_Exercises to complete_
**a)** List every file named with a file extension in the audit findings text, such as one ending in ".md". Give each file once.
**b)** Pick up the audit findings text where it ends and write what comes next.

R3. Mehanik gate hallucinates dispatch authorization. Mehanik is referenced in CLAUDE.md as the mandatory pre-dispatch gate, but Mehanik itself is missing from specialist-mapping.json (code-surface.md). The gate can't authoritatively confirm an agent exists. Combined with the manifest-index gap, dispatch routing operates on prose-level trust, not data-level verification.

R4. Evidence ledger gate-bypass via null paths. 65 of 390 rows (16.7%) have null evidence_path. They count toward gate row-counts without any artifact. With Reality Anchor probes also dead, ledger integrity drops further — fabricated "PASS" claims (precedent: Angie Jones qa-19, SnowIT public claims hallucination) can re-occur with no automatic catch.

R5. The codebase is younger than the assumptions about it. code-surface.md notes 0 files >180 days old — system is <6 months old. But CLAUDE.md handbook references "1,310 scripts" and a manifest that never existed. The handbook narrates a system more mature than the disk reality. CEO planning may inherit this confidence gap.

Contradictions Across Reports

  • Daemon count: ops-layer says 62 loaded / 70 plist files; business-roi says "55 total, 6 deprecated .bak". Likely both are partial views (ops counts launchctl entries; business counts canonical .plist files only). Reconcile via fresh probe.
  • Opus spend prior claim: business-roi.md flags the prior $9,790/day audit as 10–11× too low — but that prior claim originates from the 2026-05-14 AI Factory audit cited in MEMORY index. Newer probe (costs.db) is authoritative; the May 14 finding should be retracted.
  • LightRAG status: rag-layer says core is DEGRADED with ~15% probe failure; business-roi says "service up (302 CF Access = service up)"; knowledge-graph says "BLOCKED — returns 302". All three are partially correct: the Azure VM core responds at internal IP, but the public CF Access endpoint blocks tooling. Net verdict: YELLOW — operational but tooling-blind. (Source citations: rag-layer.md, business-roi.md, knowledge-graph.md.)

_Records provided_
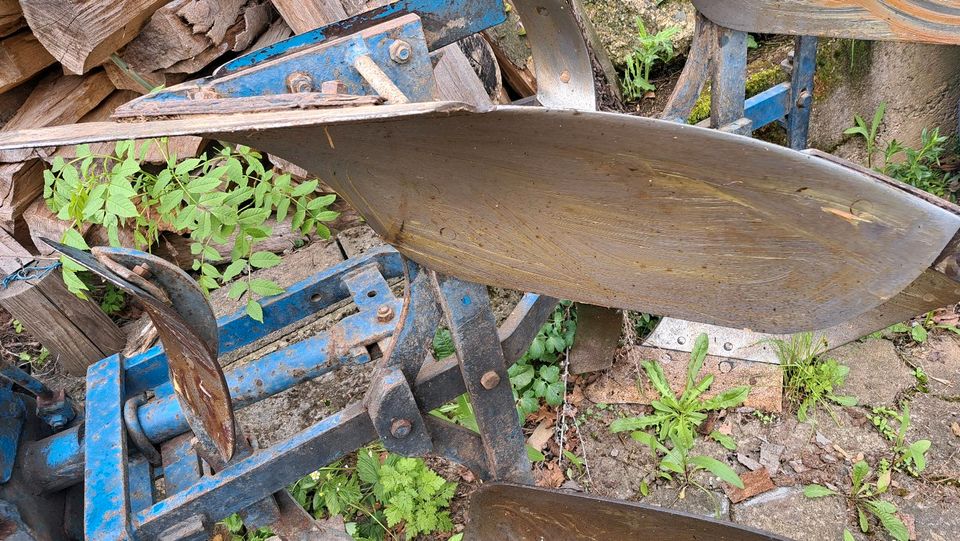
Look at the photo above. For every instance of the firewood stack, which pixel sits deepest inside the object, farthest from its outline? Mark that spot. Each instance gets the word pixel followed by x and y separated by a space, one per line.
pixel 69 61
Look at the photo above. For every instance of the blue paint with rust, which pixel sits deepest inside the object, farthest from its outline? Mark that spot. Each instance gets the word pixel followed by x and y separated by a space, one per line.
pixel 106 500
pixel 444 22
pixel 12 413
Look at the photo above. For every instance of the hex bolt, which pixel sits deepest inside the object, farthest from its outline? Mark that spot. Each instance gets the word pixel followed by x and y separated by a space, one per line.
pixel 400 428
pixel 489 380
pixel 333 87
pixel 299 82
pixel 384 313
pixel 400 51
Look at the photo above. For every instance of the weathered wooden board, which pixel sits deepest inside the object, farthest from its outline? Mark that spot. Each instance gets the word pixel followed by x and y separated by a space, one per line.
pixel 611 210
pixel 922 21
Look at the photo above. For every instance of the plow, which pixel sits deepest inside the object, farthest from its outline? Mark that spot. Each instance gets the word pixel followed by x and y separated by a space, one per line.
pixel 718 232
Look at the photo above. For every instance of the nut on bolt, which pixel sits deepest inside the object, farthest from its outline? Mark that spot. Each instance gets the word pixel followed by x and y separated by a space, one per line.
pixel 299 82
pixel 400 428
pixel 400 51
pixel 384 313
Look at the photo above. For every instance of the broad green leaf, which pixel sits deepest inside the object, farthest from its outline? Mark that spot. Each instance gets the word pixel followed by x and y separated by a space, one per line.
pixel 720 469
pixel 237 290
pixel 534 454
pixel 818 491
pixel 264 287
pixel 304 188
pixel 264 260
pixel 254 310
pixel 73 238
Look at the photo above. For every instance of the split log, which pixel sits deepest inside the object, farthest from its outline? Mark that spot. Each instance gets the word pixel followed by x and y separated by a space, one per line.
pixel 21 57
pixel 82 34
pixel 20 184
pixel 11 17
pixel 58 99
pixel 182 147
pixel 305 16
pixel 75 331
pixel 184 37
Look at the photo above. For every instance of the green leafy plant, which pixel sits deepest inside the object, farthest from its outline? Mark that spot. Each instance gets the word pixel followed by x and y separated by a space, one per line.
pixel 865 498
pixel 650 49
pixel 536 375
pixel 869 133
pixel 907 456
pixel 920 167
pixel 675 420
pixel 809 380
pixel 223 199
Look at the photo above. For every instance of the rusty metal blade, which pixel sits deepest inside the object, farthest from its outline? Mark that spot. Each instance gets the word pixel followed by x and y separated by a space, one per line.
pixel 918 21
pixel 605 209
pixel 194 372
pixel 521 513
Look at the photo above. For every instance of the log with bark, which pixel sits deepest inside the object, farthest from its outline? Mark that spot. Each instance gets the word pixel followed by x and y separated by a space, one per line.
pixel 185 36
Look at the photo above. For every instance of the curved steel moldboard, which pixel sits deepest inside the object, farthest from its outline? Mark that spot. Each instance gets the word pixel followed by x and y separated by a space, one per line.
pixel 607 209
pixel 920 21
pixel 521 513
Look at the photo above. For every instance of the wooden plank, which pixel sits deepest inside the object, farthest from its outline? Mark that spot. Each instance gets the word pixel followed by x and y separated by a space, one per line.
pixel 76 331
pixel 21 57
pixel 305 16
pixel 20 184
pixel 11 17
pixel 82 34
pixel 57 100
pixel 920 21
pixel 692 223
pixel 182 147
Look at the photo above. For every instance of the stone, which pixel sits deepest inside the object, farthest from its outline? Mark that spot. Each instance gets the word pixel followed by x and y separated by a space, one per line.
pixel 616 27
pixel 770 454
pixel 754 483
pixel 748 462
pixel 783 510
pixel 867 360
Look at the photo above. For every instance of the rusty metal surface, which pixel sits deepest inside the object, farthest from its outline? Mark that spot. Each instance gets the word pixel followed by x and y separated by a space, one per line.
pixel 560 56
pixel 920 21
pixel 521 513
pixel 654 216
pixel 598 333
pixel 196 376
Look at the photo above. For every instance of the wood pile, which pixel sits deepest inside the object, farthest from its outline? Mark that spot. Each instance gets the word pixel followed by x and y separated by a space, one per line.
pixel 70 61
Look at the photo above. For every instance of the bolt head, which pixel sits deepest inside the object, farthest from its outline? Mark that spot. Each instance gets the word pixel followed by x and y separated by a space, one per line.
pixel 489 380
pixel 384 313
pixel 299 82
pixel 400 51
pixel 400 428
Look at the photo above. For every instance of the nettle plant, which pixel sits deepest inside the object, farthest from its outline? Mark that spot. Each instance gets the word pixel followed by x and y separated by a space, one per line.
pixel 221 199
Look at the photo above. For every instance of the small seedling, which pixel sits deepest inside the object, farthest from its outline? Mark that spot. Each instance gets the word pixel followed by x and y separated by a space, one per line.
pixel 809 380
pixel 908 457
pixel 536 375
pixel 865 498
pixel 651 48
pixel 869 133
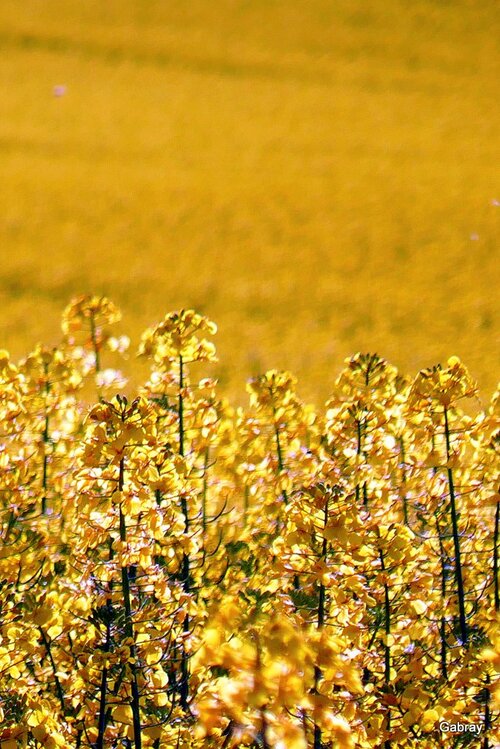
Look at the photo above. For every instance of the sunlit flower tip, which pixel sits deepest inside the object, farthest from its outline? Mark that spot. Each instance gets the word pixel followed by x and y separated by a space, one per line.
pixel 120 344
pixel 111 378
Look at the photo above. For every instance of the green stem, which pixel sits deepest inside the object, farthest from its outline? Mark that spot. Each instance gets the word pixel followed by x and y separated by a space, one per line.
pixel 456 539
pixel 129 627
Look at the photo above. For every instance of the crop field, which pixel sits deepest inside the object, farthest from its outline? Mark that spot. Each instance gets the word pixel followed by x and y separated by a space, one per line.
pixel 176 572
pixel 319 177
pixel 269 518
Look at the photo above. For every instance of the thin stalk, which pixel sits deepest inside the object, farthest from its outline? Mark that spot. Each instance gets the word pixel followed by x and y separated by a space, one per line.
pixel 403 479
pixel 46 439
pixel 103 687
pixel 320 623
pixel 456 539
pixel 496 534
pixel 60 694
pixel 186 572
pixel 129 628
pixel 387 647
pixel 487 715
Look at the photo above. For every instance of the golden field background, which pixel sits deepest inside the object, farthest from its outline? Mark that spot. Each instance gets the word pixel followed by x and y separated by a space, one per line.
pixel 319 177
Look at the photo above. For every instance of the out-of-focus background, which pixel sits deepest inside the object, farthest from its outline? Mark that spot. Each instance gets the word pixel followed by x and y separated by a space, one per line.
pixel 318 176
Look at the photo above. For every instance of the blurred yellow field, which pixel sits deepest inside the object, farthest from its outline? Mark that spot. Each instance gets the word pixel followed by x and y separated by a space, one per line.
pixel 318 177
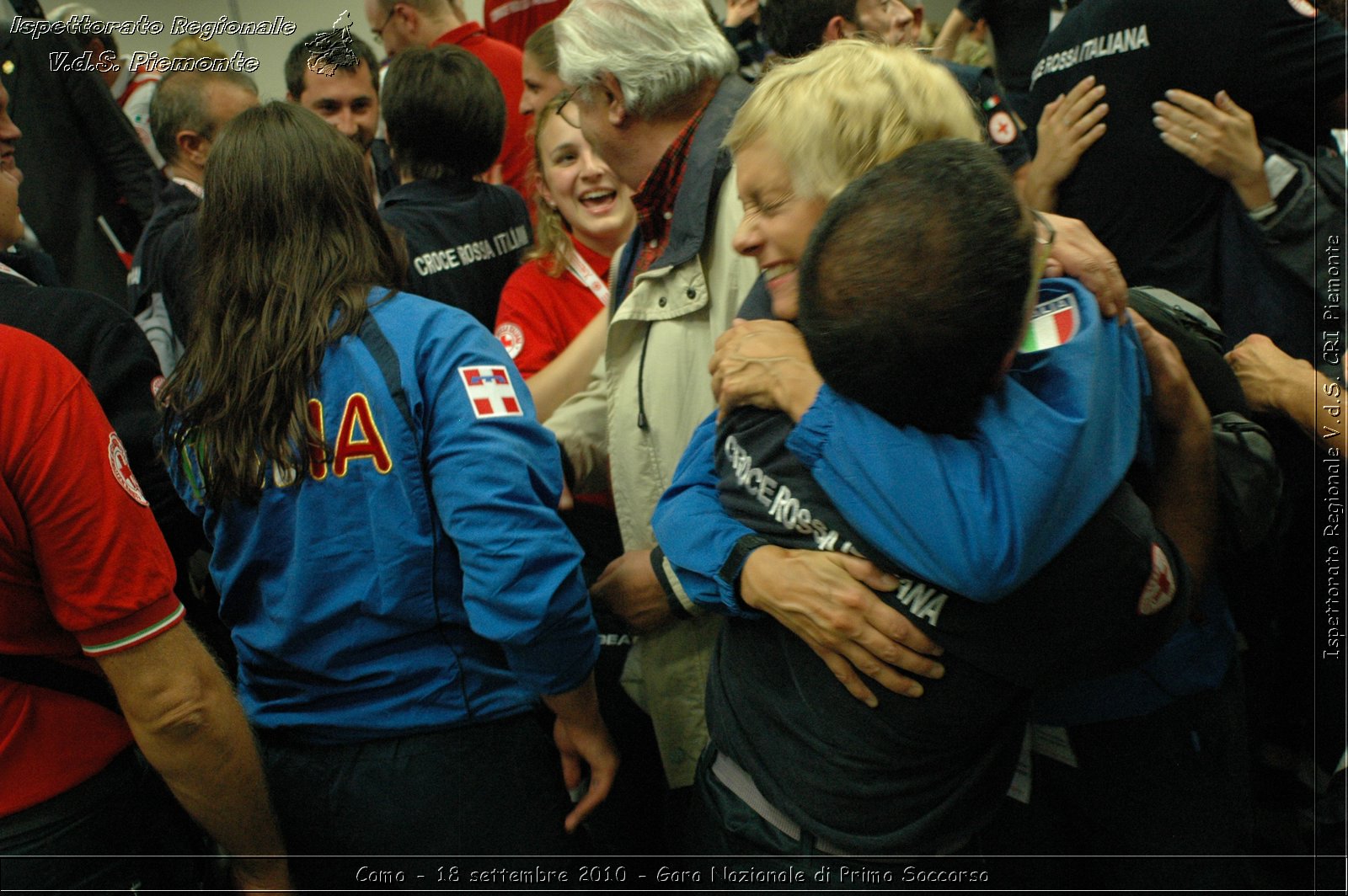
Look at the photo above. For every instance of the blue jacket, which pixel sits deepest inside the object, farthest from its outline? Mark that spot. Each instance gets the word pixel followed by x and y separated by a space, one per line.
pixel 418 577
pixel 982 515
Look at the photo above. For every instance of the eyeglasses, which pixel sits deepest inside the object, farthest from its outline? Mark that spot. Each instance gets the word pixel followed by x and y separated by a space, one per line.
pixel 575 120
pixel 379 31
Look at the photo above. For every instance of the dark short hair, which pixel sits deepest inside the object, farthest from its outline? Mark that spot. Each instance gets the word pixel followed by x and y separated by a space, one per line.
pixel 794 27
pixel 543 46
pixel 916 282
pixel 444 112
pixel 300 56
pixel 179 104
pixel 85 33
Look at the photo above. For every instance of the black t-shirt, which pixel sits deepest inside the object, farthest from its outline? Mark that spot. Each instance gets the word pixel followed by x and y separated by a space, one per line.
pixel 464 240
pixel 1158 212
pixel 1018 29
pixel 166 259
pixel 917 775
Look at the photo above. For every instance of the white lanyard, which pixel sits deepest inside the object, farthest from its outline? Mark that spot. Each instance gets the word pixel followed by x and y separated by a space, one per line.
pixel 6 269
pixel 586 274
pixel 192 186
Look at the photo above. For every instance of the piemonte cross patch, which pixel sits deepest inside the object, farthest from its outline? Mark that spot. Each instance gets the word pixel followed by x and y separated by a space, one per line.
pixel 1051 323
pixel 489 392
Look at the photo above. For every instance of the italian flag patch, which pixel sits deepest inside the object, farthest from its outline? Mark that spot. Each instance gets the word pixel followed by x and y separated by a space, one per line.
pixel 1051 323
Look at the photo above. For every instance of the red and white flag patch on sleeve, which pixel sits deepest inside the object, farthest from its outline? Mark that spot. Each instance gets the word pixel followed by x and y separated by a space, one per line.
pixel 489 392
pixel 1161 585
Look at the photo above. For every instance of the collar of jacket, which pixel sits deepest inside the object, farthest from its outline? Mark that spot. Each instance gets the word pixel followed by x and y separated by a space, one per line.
pixel 708 165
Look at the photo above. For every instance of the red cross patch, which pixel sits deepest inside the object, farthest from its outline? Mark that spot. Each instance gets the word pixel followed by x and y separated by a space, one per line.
pixel 512 339
pixel 1002 127
pixel 121 469
pixel 489 392
pixel 1161 585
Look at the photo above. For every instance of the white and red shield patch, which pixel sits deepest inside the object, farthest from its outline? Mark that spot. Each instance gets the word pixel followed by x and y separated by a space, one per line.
pixel 121 469
pixel 489 392
pixel 1161 585
pixel 512 339
pixel 1002 127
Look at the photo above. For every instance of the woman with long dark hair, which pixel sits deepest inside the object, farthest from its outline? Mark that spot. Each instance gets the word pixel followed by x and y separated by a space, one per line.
pixel 381 503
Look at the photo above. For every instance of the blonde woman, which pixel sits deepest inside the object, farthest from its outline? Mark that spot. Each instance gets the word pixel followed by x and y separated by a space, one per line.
pixel 913 294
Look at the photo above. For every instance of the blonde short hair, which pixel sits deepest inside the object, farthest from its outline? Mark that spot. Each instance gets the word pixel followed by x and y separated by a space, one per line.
pixel 848 107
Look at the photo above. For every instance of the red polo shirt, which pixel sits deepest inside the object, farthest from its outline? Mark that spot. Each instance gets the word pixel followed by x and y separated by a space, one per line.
pixel 514 20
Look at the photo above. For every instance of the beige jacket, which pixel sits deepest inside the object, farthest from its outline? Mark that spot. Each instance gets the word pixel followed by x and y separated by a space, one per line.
pixel 647 395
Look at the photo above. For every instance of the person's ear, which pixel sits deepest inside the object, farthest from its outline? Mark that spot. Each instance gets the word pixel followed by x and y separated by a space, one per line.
pixel 837 29
pixel 615 105
pixel 541 186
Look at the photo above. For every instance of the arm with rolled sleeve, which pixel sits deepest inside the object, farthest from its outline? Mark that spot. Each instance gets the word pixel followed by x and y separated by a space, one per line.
pixel 108 579
pixel 581 430
pixel 522 583
pixel 701 547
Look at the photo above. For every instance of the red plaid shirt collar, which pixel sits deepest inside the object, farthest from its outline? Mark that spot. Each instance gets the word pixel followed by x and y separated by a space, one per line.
pixel 655 199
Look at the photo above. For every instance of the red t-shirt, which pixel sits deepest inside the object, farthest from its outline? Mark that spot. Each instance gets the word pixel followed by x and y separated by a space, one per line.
pixel 506 64
pixel 541 314
pixel 514 20
pixel 84 570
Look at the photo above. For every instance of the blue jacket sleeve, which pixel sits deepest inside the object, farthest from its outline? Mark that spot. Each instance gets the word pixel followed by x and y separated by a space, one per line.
pixel 983 515
pixel 496 477
pixel 698 538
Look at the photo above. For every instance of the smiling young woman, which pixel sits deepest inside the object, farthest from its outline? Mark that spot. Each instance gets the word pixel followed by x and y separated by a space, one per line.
pixel 550 316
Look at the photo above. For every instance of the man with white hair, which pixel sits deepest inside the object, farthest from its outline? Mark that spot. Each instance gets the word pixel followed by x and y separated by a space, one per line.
pixel 431 24
pixel 654 91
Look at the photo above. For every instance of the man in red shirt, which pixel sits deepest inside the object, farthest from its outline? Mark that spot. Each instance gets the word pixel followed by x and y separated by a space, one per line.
pixel 514 20
pixel 425 24
pixel 87 586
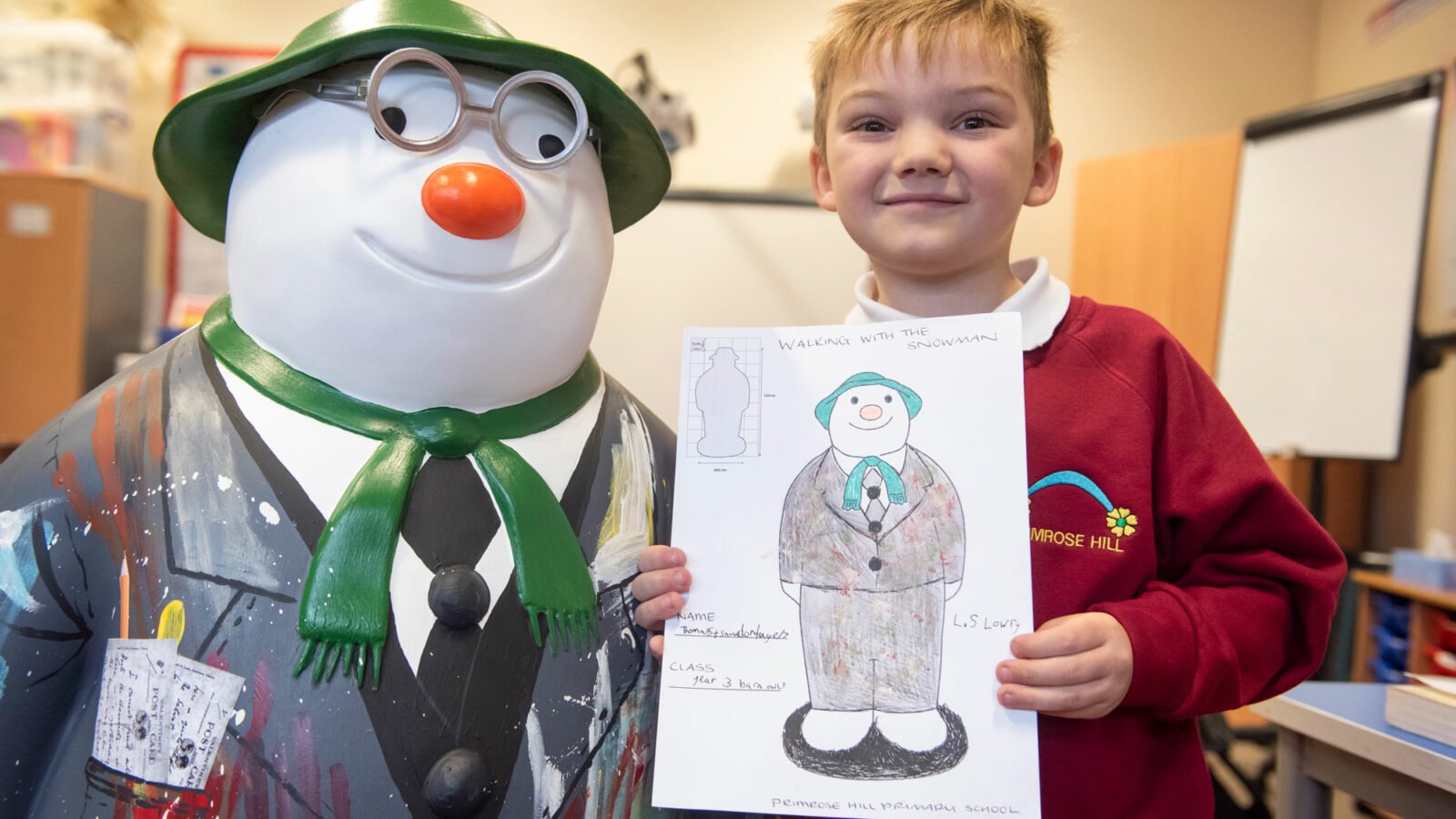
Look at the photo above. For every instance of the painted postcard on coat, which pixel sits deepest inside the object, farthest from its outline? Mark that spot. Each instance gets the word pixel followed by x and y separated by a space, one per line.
pixel 854 506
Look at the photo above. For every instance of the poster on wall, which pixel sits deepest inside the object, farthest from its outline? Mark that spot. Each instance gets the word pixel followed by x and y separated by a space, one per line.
pixel 197 267
pixel 856 528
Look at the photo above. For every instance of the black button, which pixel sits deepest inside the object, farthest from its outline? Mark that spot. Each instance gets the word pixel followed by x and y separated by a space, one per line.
pixel 459 596
pixel 456 784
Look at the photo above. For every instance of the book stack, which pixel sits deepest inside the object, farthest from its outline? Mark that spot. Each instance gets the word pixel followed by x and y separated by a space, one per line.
pixel 1427 707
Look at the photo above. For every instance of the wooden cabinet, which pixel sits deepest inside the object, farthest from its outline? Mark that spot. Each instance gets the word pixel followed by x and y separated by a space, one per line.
pixel 72 280
pixel 1380 599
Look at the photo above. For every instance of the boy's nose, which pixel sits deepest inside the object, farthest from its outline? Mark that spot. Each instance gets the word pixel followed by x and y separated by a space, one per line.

_Results of the exercise_
**a)**
CLAUDE.md
specialist-mapping.json
code-surface.md
business-roi.md
costs.db
rag-layer.md
knowledge-graph.md

**b)**
  • HiveMind dead agent count: rag-layer cites 15; knowledge-graph cites 15 with slightly different list (knowledge-graph includes john-delegate 2026-04-11 and the mis-cased CodeCraft; rag-layer omits john-delegate but includes tender-hunter 2026-04-17). Both lists ~15; merge before pruning.

Validation Plan

Per /plan-with-team protocol:

  • Task 8 (Proveo — Angie Jones): Re-probe ≥20% of cited claims with fresh tool output. Priority: costs.db spend total, Reality Anchor probe daemon PIDs, devstral:24b absence on both Ollama hosts, manifest-index.md non-existence, skill-registry.db row count, lightrag-migrate-pump backlog count, ADR numbering collision file list, specialist-mapping.json key set.
  • Task 9 (Verifier atomic-claim decomposition): Read-only verifier subagent decomposes this report into ≤50 atomic claims, runs probe per claim, returns CONFIRMED/PARTIAL/HALLUCINATION verdict per claim. Cost <$0.50/run.
  • Task 10 (Skillforge): Publish this report to BookStack as ALAI AI System Operating Picture 2026-05-18. Cross-link from System Architecture shelf. (Blocked until P1-4 CF Access token fix — fall back to manual upload.)

REPORT WRITTEN: ~/system/specs/ceo-ai-system-audit-2026-05-18-REPORT.md


Validation Patches (applied 2026-05-18 23:30 after Proveo + Verifier)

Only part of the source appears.